==== Given entries ====

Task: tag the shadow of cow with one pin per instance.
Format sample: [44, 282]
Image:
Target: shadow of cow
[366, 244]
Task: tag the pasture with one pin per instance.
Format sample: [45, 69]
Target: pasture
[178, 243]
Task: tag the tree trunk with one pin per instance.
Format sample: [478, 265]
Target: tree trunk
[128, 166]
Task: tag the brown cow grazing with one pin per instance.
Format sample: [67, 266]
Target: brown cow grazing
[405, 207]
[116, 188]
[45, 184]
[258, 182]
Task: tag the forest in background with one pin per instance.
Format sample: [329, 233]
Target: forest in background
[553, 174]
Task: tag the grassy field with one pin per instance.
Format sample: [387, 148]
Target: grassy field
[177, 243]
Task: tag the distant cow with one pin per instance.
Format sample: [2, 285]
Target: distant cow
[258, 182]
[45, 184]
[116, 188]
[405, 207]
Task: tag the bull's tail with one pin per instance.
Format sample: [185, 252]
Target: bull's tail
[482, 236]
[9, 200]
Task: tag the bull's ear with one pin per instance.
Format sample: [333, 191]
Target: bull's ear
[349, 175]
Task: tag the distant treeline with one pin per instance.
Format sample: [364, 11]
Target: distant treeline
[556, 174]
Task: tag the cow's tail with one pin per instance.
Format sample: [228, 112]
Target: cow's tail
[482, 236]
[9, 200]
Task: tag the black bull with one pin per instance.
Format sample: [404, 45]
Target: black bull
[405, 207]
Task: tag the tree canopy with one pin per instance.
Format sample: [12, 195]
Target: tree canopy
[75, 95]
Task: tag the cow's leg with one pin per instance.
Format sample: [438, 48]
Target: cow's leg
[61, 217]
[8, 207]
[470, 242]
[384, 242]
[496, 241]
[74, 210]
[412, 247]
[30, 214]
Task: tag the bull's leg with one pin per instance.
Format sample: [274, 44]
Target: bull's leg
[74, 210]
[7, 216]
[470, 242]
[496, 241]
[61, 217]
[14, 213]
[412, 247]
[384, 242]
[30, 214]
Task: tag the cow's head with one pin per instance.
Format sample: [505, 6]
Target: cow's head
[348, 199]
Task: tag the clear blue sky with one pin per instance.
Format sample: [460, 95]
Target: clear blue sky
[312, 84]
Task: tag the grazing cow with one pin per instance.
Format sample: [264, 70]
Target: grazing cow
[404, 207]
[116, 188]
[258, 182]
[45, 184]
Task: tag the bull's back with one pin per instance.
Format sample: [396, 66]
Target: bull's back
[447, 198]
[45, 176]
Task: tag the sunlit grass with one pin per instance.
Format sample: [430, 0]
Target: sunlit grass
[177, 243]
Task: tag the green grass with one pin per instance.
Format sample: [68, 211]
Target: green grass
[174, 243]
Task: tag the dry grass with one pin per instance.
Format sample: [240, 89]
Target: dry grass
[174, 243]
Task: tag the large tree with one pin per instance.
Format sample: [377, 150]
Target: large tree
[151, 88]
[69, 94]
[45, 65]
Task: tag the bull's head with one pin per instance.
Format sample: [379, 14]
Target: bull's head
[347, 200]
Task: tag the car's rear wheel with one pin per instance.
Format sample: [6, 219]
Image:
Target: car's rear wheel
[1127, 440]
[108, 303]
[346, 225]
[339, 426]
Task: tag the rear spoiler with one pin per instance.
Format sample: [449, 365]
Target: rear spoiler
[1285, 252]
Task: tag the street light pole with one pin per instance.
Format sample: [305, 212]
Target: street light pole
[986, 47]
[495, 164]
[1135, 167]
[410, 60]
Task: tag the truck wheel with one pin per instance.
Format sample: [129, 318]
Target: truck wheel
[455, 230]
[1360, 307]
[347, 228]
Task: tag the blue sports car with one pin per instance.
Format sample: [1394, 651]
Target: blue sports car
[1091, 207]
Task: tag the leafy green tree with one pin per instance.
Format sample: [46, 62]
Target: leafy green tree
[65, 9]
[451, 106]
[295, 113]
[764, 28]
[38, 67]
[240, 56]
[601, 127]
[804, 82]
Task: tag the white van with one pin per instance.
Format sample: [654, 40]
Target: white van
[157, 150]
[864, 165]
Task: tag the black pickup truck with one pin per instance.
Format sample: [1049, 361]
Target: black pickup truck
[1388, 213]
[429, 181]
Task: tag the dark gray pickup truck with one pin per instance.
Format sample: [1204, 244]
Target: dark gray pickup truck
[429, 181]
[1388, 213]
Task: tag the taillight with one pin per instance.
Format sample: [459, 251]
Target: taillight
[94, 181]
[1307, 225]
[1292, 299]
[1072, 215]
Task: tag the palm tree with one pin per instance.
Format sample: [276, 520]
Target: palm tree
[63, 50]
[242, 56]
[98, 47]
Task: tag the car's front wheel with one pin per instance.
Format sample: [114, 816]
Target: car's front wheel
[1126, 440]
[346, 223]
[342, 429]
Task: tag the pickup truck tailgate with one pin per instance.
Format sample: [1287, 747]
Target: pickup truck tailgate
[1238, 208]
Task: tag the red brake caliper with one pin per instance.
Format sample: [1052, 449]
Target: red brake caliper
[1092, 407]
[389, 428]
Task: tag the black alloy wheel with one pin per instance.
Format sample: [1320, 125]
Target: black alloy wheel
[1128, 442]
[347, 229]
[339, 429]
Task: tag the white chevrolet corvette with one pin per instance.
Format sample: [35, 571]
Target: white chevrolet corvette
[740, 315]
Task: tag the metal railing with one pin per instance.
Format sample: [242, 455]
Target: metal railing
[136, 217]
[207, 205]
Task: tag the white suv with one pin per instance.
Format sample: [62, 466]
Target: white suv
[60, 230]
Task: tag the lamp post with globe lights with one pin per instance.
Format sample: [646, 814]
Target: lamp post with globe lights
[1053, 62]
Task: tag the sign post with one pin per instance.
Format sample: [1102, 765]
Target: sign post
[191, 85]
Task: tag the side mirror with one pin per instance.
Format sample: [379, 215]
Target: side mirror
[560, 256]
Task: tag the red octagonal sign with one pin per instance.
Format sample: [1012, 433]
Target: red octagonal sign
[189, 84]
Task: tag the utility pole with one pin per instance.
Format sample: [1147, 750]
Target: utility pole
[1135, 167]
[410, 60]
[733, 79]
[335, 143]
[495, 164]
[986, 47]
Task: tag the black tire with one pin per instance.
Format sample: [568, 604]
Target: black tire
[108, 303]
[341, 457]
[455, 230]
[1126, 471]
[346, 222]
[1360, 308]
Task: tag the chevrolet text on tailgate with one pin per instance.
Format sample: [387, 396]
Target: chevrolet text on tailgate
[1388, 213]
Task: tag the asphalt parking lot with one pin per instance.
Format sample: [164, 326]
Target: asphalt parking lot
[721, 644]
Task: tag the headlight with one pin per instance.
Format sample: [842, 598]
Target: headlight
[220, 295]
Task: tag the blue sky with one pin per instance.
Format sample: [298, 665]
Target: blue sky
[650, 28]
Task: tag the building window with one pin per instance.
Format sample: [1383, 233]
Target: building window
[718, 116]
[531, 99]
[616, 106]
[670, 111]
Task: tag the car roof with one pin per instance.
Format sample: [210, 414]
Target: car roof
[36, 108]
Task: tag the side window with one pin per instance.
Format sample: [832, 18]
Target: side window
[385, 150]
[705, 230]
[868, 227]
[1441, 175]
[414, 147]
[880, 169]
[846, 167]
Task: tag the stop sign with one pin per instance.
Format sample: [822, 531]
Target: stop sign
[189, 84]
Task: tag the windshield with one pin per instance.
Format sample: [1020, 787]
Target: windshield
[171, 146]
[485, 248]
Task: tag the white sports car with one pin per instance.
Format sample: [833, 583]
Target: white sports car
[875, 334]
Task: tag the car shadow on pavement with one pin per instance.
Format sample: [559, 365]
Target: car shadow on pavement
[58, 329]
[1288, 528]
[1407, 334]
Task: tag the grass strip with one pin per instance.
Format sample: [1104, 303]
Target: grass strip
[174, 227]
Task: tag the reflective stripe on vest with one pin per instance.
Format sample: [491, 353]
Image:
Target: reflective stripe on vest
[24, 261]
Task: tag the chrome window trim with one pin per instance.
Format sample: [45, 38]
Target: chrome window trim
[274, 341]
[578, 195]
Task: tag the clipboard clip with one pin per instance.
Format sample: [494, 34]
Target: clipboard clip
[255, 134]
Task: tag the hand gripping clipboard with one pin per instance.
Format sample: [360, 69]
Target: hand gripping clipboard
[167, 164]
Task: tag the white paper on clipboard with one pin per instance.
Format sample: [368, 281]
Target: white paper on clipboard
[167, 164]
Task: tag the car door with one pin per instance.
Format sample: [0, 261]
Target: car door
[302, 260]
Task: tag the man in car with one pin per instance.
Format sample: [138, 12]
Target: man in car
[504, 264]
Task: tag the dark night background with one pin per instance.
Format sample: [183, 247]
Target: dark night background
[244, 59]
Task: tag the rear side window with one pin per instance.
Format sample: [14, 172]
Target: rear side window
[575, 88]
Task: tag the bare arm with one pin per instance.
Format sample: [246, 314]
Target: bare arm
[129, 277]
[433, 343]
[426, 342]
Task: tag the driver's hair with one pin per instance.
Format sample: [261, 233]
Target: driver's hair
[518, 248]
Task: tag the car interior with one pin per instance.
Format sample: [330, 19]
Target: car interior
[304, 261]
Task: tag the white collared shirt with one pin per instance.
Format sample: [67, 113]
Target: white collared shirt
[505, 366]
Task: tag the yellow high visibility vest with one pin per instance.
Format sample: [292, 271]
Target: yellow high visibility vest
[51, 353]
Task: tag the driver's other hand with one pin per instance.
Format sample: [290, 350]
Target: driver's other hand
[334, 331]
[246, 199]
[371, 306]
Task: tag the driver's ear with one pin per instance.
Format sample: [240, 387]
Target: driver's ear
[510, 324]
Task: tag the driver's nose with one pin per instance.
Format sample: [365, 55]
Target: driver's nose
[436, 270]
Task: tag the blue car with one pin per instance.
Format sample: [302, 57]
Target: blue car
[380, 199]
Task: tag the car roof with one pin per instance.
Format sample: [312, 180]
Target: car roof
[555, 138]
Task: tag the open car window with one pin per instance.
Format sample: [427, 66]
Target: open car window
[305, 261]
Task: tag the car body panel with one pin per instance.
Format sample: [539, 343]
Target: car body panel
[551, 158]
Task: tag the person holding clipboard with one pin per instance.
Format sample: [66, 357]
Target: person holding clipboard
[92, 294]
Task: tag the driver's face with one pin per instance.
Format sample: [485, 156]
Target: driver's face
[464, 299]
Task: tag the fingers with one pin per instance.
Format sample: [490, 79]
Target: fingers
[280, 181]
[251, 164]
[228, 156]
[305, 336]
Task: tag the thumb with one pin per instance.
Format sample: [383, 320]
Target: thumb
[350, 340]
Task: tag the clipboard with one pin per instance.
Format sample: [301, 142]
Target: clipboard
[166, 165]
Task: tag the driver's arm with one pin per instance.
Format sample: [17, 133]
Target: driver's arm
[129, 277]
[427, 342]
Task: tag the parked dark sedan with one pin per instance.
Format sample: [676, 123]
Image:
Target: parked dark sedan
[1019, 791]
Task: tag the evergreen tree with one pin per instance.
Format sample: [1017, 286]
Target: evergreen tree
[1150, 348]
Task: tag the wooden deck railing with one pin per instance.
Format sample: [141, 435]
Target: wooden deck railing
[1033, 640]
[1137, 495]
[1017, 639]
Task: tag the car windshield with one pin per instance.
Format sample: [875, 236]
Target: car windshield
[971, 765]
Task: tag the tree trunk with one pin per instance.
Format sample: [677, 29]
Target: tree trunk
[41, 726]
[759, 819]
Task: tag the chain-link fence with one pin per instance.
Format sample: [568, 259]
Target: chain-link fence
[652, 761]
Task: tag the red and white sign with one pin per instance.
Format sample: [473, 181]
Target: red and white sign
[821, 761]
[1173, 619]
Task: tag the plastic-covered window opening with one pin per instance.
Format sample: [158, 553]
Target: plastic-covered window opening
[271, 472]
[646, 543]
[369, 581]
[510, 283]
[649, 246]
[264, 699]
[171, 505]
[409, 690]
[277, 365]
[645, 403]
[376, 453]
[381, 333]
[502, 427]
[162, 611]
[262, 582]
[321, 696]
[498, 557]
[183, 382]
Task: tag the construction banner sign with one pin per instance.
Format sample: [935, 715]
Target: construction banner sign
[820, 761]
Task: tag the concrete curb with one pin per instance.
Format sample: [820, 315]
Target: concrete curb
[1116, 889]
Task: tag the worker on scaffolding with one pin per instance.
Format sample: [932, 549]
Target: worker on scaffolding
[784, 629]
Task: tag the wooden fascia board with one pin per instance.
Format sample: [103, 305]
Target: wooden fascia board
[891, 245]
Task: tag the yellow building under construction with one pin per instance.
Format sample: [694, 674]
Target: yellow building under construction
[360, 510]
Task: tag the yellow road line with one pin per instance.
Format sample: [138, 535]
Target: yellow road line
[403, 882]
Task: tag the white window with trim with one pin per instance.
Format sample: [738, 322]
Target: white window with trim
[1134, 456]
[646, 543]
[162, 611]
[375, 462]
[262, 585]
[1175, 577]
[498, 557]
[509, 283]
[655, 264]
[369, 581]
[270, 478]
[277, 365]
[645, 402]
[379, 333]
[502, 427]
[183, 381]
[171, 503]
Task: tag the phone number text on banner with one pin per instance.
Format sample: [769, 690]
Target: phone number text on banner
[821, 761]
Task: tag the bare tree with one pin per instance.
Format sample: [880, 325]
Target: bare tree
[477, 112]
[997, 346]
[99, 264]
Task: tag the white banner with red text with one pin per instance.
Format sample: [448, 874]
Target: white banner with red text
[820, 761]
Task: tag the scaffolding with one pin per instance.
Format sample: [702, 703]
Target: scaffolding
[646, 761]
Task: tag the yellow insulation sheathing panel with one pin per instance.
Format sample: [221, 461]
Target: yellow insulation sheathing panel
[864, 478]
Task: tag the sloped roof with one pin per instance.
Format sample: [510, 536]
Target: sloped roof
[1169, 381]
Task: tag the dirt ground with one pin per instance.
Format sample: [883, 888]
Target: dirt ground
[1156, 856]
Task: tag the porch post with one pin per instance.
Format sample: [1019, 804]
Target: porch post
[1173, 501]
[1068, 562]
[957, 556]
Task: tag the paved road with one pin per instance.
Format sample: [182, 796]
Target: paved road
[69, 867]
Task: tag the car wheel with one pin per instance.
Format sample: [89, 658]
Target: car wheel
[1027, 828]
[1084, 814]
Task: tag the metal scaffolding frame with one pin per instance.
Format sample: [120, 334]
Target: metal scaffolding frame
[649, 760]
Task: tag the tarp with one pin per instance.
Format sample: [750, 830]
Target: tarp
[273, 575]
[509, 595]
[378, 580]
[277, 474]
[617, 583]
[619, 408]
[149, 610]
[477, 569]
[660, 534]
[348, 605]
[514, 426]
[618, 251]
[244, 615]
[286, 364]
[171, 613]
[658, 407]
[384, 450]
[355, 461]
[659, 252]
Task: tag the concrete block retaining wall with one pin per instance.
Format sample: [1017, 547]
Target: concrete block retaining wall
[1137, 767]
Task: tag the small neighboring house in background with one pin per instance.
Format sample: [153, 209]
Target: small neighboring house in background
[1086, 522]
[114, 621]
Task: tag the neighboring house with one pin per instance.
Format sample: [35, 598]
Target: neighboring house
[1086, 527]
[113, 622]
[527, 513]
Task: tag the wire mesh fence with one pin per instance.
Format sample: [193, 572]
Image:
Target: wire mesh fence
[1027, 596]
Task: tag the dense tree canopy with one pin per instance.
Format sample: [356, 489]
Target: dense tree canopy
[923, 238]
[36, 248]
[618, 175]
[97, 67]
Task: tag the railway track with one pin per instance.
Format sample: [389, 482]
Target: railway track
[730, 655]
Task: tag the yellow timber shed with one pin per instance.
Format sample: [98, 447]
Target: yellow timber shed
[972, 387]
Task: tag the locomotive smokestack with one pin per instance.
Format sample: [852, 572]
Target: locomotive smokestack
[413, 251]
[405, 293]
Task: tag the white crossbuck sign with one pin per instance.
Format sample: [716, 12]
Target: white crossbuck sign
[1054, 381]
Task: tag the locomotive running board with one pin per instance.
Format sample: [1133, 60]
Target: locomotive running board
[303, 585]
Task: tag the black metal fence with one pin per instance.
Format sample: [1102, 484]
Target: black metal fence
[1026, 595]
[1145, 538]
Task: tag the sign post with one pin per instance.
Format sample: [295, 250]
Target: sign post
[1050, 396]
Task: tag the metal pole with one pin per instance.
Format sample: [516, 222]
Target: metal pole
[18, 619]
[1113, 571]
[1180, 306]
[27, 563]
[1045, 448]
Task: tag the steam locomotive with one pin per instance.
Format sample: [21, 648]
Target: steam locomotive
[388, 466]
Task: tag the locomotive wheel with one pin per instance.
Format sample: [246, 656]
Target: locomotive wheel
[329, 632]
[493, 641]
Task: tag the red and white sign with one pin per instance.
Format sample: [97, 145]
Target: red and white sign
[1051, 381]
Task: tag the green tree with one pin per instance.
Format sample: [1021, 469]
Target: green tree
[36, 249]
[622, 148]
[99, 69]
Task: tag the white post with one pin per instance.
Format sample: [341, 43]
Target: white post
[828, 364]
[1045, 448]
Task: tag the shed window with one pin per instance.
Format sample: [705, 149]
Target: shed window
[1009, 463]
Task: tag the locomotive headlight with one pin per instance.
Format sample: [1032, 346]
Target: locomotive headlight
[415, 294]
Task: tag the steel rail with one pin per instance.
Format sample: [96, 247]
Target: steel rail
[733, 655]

====

# [What the exercise asks]
The required output is the exact sequence of lines from the one containing "Task: tag the black metal" through the end of the listing, both endpoints included.

# [Written response]
Task: tag the black metal fence with one pin per instance.
Format sample: [1102, 484]
Target: black metal fence
[1026, 595]
[1145, 538]
Task: tag the sign post with one pin per instance.
Format sample: [295, 250]
Target: sign post
[1050, 396]
Task: tag the metal pole with one pin per instance.
Format sample: [516, 222]
Target: metal pole
[18, 619]
[1113, 571]
[1180, 306]
[27, 563]
[1045, 448]
Task: tag the steam locomotive with one pin per instance.
Format sample: [21, 648]
Target: steam locomotive
[388, 466]
Task: tag the locomotive wheel with one pin per instance.
Format sample: [246, 656]
Target: locomotive wheel
[329, 632]
[493, 641]
Task: tag the red and white sign with one pin per instance.
Format sample: [97, 145]
Target: red and white sign
[1051, 381]
Task: tag the green tree with one pin per instance.
Format sample: [1021, 469]
Target: green tree
[36, 249]
[622, 148]
[99, 69]
Task: tag the white post with one pin per instance.
Format sample: [341, 43]
Target: white post
[828, 364]
[1045, 448]
Task: tag the shed window with one pin per instance.
Format sample: [705, 149]
Target: shed window
[1009, 463]
Task: tag the locomotive headlight with one pin per instance.
Format sample: [1032, 346]
Target: locomotive headlight
[415, 294]
Task: tag the steel rail with one pin per instance.
Format sample: [96, 247]
Target: steel rail
[733, 655]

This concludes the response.